The problem:
Copy every line of the entries below verbatim, from the first entry through the last.

Records for this exercise:
|---|

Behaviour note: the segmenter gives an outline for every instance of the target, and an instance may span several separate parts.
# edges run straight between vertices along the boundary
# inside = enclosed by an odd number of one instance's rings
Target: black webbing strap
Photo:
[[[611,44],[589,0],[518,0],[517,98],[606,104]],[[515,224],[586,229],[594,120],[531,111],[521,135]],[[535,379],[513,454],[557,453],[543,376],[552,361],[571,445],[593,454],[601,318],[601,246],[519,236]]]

|---|

Final result:
Behaviour note: the segmenter gives an outline for every instance of the target, and an instance may span several separate parts.
# edges run straight between vertices along the boundary
# inside = enclosed by an odd number of one instance's rings
Target: black webbing strap
Photo:
[[[611,44],[589,0],[518,0],[517,98],[606,104]],[[515,224],[586,229],[594,120],[531,111],[521,135]],[[535,379],[513,454],[557,453],[543,376],[552,361],[571,445],[593,454],[601,318],[601,246],[519,236]]]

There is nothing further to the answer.